**SET PROBLEM**
Exactly as written, retype the lines that run from the line holding "Locate the church" through the end of the records below. Do not include pictures.

● ● ● ● ●

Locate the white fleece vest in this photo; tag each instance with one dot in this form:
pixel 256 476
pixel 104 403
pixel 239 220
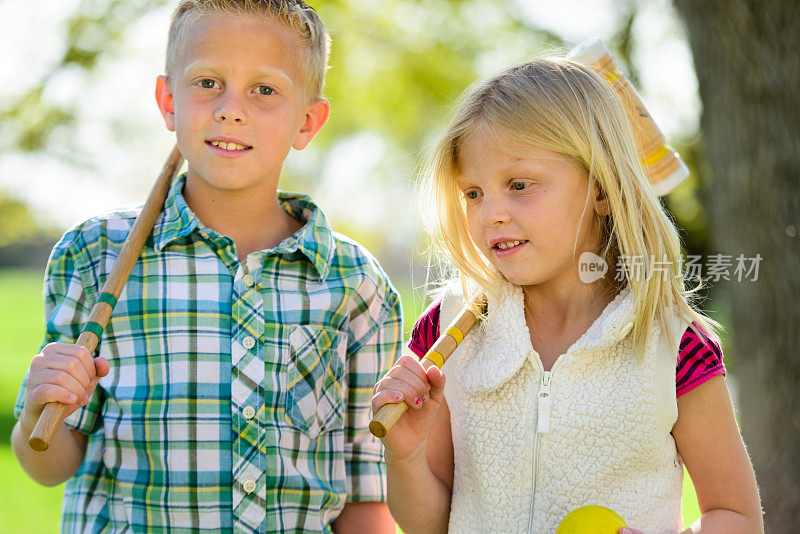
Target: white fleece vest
pixel 606 440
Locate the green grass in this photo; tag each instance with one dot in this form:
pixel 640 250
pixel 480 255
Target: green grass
pixel 26 507
pixel 21 329
pixel 32 508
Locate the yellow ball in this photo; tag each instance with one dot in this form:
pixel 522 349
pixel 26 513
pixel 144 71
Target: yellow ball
pixel 591 520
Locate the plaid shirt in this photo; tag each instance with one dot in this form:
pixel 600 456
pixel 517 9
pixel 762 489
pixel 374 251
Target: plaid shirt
pixel 239 392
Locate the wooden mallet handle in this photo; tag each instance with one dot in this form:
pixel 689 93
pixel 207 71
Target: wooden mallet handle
pixel 388 415
pixel 53 413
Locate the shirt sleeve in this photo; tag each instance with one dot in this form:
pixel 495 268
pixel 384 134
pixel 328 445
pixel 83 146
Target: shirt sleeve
pixel 68 301
pixel 426 329
pixel 699 359
pixel 376 341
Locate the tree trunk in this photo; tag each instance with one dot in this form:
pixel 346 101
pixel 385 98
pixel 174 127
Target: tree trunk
pixel 747 59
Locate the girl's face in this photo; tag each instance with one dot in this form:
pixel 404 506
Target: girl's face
pixel 525 208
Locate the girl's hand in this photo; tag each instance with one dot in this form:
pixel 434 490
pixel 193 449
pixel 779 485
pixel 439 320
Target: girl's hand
pixel 423 391
pixel 62 372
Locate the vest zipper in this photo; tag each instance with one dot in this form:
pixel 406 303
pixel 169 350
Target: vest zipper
pixel 542 427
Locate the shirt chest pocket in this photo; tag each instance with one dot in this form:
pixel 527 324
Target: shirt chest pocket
pixel 314 396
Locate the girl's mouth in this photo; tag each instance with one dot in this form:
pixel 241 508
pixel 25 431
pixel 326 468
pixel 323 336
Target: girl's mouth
pixel 506 248
pixel 228 146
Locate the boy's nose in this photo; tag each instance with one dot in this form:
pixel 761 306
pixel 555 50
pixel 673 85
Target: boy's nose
pixel 230 111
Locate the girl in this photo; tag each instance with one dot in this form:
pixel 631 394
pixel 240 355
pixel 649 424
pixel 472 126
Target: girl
pixel 565 394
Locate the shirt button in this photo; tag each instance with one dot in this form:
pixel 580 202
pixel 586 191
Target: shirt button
pixel 624 331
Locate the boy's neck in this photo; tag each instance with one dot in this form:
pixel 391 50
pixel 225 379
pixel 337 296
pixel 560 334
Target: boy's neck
pixel 253 217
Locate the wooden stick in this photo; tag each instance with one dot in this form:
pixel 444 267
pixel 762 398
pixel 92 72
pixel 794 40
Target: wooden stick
pixel 53 413
pixel 388 415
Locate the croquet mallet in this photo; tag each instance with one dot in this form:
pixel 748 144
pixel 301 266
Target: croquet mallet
pixel 452 337
pixel 53 413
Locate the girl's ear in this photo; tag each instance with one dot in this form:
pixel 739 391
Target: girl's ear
pixel 601 205
pixel 164 101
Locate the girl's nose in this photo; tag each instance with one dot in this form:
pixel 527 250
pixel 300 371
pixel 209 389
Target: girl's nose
pixel 494 212
pixel 230 110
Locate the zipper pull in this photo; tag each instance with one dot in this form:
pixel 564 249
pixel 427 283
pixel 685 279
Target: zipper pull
pixel 543 416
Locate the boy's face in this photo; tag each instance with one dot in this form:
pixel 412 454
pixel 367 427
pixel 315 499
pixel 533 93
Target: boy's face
pixel 236 101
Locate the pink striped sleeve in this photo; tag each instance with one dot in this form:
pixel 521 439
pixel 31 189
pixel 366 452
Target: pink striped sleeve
pixel 426 329
pixel 699 359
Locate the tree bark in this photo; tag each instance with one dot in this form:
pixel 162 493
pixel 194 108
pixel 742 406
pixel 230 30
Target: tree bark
pixel 747 59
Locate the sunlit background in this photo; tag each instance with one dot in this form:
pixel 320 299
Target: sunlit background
pixel 80 133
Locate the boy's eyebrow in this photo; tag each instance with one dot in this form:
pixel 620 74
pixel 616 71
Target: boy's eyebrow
pixel 275 73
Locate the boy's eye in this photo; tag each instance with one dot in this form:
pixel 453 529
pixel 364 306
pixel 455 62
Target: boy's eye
pixel 519 186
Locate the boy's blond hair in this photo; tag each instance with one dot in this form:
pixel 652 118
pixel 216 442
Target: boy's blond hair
pixel 565 107
pixel 295 14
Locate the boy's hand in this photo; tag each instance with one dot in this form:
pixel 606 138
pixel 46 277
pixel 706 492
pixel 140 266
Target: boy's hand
pixel 423 391
pixel 62 372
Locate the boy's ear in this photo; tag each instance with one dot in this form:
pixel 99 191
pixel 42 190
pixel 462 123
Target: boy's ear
pixel 164 101
pixel 316 115
pixel 601 204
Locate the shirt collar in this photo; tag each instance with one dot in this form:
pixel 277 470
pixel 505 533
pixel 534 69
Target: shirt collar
pixel 314 240
pixel 176 219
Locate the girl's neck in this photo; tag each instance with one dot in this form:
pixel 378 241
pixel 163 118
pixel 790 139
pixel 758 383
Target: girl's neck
pixel 559 314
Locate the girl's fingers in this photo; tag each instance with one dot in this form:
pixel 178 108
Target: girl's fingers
pixel 436 380
pixel 411 364
pixel 419 385
pixel 410 395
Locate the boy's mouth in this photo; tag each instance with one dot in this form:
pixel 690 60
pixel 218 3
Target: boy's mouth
pixel 230 146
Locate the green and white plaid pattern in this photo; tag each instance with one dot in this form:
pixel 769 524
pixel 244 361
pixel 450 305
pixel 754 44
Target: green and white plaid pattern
pixel 238 396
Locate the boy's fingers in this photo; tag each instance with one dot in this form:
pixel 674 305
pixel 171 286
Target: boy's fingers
pixel 384 397
pixel 47 393
pixel 64 364
pixel 81 354
pixel 101 366
pixel 51 377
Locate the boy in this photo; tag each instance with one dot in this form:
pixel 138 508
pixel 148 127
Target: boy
pixel 236 372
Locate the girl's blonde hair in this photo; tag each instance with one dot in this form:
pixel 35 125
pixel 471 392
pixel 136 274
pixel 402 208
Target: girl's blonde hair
pixel 565 107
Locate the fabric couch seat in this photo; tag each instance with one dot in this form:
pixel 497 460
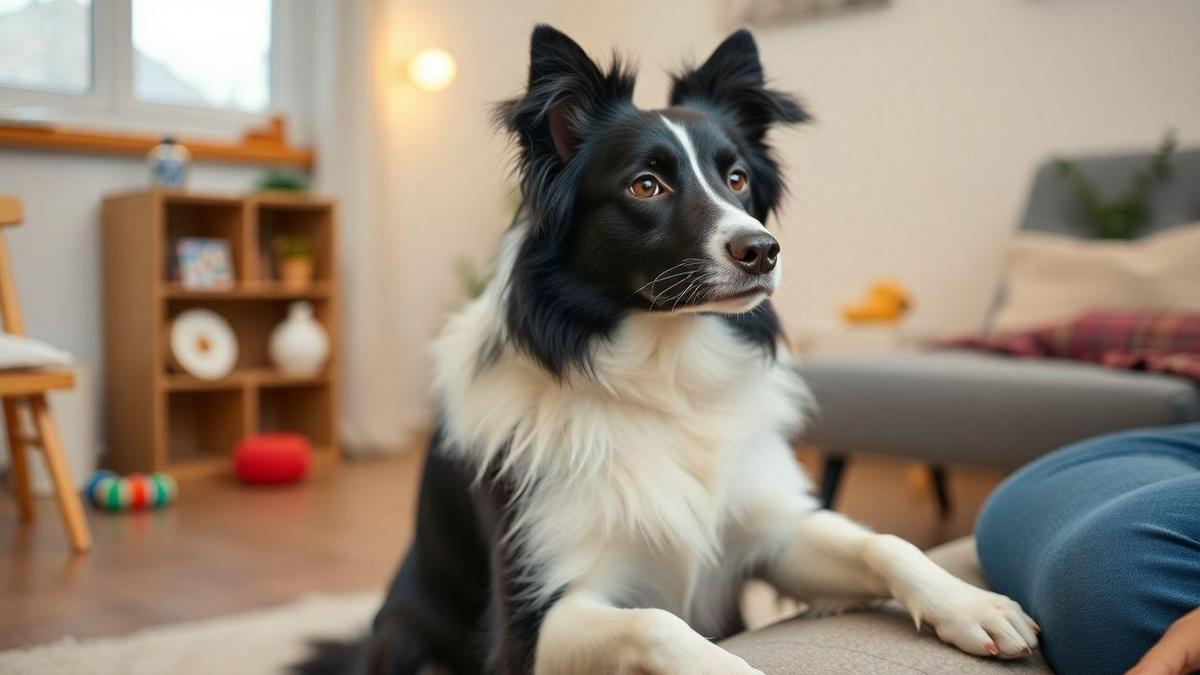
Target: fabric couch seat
pixel 881 640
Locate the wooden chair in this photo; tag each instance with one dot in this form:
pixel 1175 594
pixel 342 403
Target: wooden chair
pixel 29 387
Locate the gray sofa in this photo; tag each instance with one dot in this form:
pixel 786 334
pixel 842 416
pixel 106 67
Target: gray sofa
pixel 975 408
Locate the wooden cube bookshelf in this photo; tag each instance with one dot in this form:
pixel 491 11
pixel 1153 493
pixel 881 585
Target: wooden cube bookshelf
pixel 163 419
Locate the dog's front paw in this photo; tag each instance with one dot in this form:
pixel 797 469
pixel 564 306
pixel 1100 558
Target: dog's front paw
pixel 976 621
pixel 670 647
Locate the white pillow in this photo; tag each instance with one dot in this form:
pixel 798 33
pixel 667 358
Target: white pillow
pixel 25 352
pixel 1053 279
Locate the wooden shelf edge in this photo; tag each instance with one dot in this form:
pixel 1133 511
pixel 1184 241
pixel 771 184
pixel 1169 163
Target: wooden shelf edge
pixel 262 377
pixel 249 291
pixel 247 151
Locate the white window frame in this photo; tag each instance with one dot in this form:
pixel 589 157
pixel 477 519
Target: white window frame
pixel 112 105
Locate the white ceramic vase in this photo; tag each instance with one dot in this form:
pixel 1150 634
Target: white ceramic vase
pixel 299 346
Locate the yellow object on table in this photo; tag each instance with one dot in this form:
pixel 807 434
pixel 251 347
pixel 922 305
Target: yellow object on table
pixel 886 302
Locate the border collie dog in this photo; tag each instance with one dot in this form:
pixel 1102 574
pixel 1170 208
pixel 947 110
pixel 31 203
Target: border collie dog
pixel 612 458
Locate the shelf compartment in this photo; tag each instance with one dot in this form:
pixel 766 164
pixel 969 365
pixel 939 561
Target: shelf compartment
pixel 211 217
pixel 311 220
pixel 301 410
pixel 204 425
pixel 252 321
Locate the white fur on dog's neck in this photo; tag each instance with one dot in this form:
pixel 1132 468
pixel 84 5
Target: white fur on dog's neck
pixel 627 465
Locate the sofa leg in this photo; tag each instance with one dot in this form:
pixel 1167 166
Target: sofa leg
pixel 941 490
pixel 831 476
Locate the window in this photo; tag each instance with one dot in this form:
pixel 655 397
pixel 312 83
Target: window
pixel 46 45
pixel 159 65
pixel 178 61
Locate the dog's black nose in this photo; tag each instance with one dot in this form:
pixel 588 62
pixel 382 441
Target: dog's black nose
pixel 755 252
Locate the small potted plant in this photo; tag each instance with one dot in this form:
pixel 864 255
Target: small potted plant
pixel 293 261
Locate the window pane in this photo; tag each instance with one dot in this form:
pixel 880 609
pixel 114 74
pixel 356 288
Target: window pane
pixel 204 53
pixel 46 45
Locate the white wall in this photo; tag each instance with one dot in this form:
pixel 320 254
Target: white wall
pixel 931 118
pixel 933 114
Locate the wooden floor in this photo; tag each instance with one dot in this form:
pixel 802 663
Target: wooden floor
pixel 225 548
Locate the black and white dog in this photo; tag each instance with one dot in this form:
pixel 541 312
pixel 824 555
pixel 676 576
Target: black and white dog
pixel 612 459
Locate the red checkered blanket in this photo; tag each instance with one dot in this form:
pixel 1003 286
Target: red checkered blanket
pixel 1158 341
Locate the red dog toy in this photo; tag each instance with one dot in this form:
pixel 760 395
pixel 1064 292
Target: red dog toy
pixel 273 458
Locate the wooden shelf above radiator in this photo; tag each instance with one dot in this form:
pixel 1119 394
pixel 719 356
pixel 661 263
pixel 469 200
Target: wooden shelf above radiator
pixel 258 147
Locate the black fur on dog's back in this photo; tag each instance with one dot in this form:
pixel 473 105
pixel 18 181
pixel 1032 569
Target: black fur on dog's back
pixel 453 601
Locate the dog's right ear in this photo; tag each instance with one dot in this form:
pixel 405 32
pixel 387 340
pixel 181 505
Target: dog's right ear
pixel 567 90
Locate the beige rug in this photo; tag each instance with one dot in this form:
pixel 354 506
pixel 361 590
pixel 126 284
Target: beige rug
pixel 253 643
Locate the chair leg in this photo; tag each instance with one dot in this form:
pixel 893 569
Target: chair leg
pixel 831 477
pixel 19 461
pixel 64 487
pixel 941 490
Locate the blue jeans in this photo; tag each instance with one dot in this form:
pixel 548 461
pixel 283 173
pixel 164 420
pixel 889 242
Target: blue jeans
pixel 1101 543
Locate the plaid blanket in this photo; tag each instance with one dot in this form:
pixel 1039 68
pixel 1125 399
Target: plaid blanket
pixel 1158 341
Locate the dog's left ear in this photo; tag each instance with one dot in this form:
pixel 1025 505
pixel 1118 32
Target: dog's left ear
pixel 731 79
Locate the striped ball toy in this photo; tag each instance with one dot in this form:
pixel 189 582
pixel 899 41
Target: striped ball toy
pixel 136 491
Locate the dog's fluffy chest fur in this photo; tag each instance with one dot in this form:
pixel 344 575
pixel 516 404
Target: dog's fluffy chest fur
pixel 627 478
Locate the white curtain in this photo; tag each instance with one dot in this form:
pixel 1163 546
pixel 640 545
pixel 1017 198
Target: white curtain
pixel 351 83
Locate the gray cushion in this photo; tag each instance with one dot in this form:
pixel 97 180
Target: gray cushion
pixel 954 406
pixel 873 641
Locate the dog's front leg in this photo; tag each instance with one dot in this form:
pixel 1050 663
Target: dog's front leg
pixel 827 557
pixel 583 633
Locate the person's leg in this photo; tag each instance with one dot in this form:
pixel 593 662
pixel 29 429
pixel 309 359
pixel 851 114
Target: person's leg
pixel 1101 543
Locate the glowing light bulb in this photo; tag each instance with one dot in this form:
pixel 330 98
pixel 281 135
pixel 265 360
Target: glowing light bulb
pixel 432 70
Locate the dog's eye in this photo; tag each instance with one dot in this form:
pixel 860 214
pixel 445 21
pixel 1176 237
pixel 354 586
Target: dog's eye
pixel 738 180
pixel 646 186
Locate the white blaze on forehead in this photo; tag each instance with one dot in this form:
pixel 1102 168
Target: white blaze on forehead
pixel 732 216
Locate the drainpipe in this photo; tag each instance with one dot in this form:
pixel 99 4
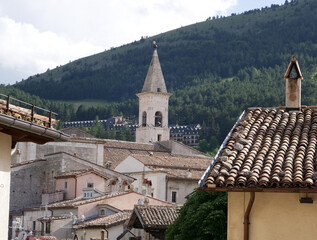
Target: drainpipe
pixel 247 216
pixel 75 186
pixel 166 189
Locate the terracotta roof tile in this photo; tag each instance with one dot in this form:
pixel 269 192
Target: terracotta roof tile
pixel 80 201
pixel 106 221
pixel 156 216
pixel 77 173
pixel 269 148
pixel 183 167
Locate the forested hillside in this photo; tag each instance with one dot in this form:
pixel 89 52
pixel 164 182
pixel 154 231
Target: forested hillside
pixel 215 68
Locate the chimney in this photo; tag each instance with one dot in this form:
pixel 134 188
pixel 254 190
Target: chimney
pixel 293 78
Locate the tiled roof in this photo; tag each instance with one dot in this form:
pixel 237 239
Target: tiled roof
pixel 117 151
pixel 106 221
pixel 134 146
pixel 155 216
pixel 176 166
pixel 77 173
pixel 268 149
pixel 80 201
pixel 27 162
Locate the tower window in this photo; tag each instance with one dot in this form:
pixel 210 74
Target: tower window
pixel 158 119
pixel 159 137
pixel 144 119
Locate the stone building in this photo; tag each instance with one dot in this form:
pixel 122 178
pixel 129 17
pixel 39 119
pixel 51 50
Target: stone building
pixel 267 164
pixel 153 105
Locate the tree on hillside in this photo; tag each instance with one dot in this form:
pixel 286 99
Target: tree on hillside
pixel 203 216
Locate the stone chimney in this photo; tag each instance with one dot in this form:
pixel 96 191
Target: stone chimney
pixel 293 78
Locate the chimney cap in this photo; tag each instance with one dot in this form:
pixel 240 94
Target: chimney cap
pixel 293 63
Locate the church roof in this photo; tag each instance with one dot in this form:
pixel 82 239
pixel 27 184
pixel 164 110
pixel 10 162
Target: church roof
pixel 154 81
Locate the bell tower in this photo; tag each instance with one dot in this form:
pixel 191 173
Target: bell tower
pixel 153 105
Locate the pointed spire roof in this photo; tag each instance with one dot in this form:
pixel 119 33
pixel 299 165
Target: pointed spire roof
pixel 154 81
pixel 293 65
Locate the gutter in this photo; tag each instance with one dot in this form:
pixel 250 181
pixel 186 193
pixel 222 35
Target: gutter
pixel 206 174
pixel 247 216
pixel 33 128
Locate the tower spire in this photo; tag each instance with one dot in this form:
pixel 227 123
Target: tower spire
pixel 153 105
pixel 154 81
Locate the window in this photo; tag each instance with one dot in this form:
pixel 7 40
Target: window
pixel 87 194
pixel 159 137
pixel 48 227
pixel 174 197
pixel 144 119
pixel 158 119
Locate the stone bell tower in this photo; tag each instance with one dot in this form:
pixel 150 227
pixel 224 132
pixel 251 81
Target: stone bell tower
pixel 153 105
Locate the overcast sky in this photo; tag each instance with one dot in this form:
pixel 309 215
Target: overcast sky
pixel 39 34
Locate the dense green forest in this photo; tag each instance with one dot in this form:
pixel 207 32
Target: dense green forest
pixel 215 69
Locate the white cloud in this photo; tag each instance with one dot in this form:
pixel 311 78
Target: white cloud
pixel 39 34
pixel 26 50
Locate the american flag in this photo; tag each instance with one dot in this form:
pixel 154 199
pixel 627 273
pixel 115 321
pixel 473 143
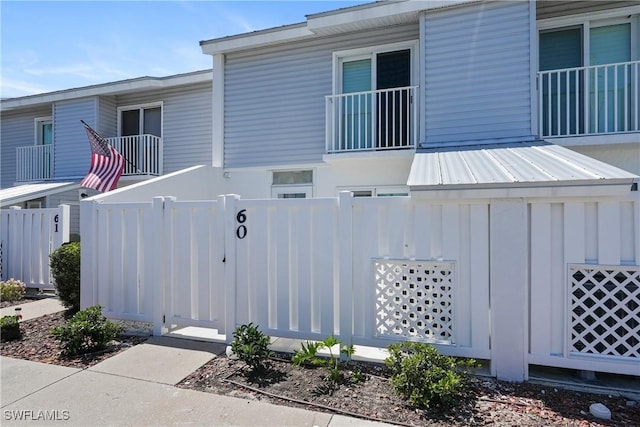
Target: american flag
pixel 107 163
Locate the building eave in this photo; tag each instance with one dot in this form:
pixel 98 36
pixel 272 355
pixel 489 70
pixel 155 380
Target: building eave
pixel 356 18
pixel 113 88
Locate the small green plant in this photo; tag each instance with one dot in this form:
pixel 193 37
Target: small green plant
pixel 308 354
pixel 65 268
pixel 9 328
pixel 87 331
pixel 12 290
pixel 426 378
pixel 251 346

● ● ● ● ●

**FINAL RESULT**
Locate the church roof in this photo; tag each instance with one dot in this form:
pixel 82 239
pixel 27 184
pixel 164 110
pixel 10 162
Target: church roof
pixel 154 81
Locate the bell tower in this photo; tag each instance with one dot in this form:
pixel 191 173
Target: bell tower
pixel 153 105
Locate the pointed spire roof in this photo; tag each instance with one dot in this form:
pixel 119 33
pixel 299 165
Target: pointed spire roof
pixel 154 81
pixel 293 65
Locate the gutter in this photo; tag each instance with one dot in this form:
pixel 250 181
pixel 186 193
pixel 222 35
Target: gutter
pixel 206 174
pixel 247 216
pixel 33 128
Locate the tower spire in this photo; tag each instance with one dot in this form:
pixel 227 123
Target: tower spire
pixel 153 105
pixel 154 81
Locate the window in this photo; tag each instance with one dot in this form:
pixel 7 40
Target: window
pixel 87 194
pixel 159 137
pixel 48 227
pixel 174 197
pixel 144 119
pixel 158 119
Locate the stone bell tower in this photo; tag each instance with one dot in this form:
pixel 150 227
pixel 224 132
pixel 251 81
Target: stone bell tower
pixel 153 105
Locate the overcast sky in this photo; tag each instance with one dot in this form:
pixel 309 215
Target: overcast sky
pixel 39 34
Locate the dense green forest in this photo; tag each instance with one dot in this form:
pixel 207 32
Target: dense green forest
pixel 215 69
Locate the white cloud in this photo; tag each instance with one dot in this form:
pixel 311 78
Target: white cloud
pixel 39 34
pixel 26 50
Locate the american flag in this photo; tag each instance with one dot in this form:
pixel 154 199
pixel 627 273
pixel 115 321
pixel 473 143
Target: american flag
pixel 107 163
Locate the building eave in this photo; tag each instance with one dot in this form:
pixel 98 36
pixel 272 355
pixel 489 70
pixel 155 380
Target: building eave
pixel 356 18
pixel 113 88
Locate the small green plant in this photo; tag each instance with one dot in this form:
pixel 193 37
Target: small green plant
pixel 308 354
pixel 65 268
pixel 9 328
pixel 87 331
pixel 12 290
pixel 426 378
pixel 251 346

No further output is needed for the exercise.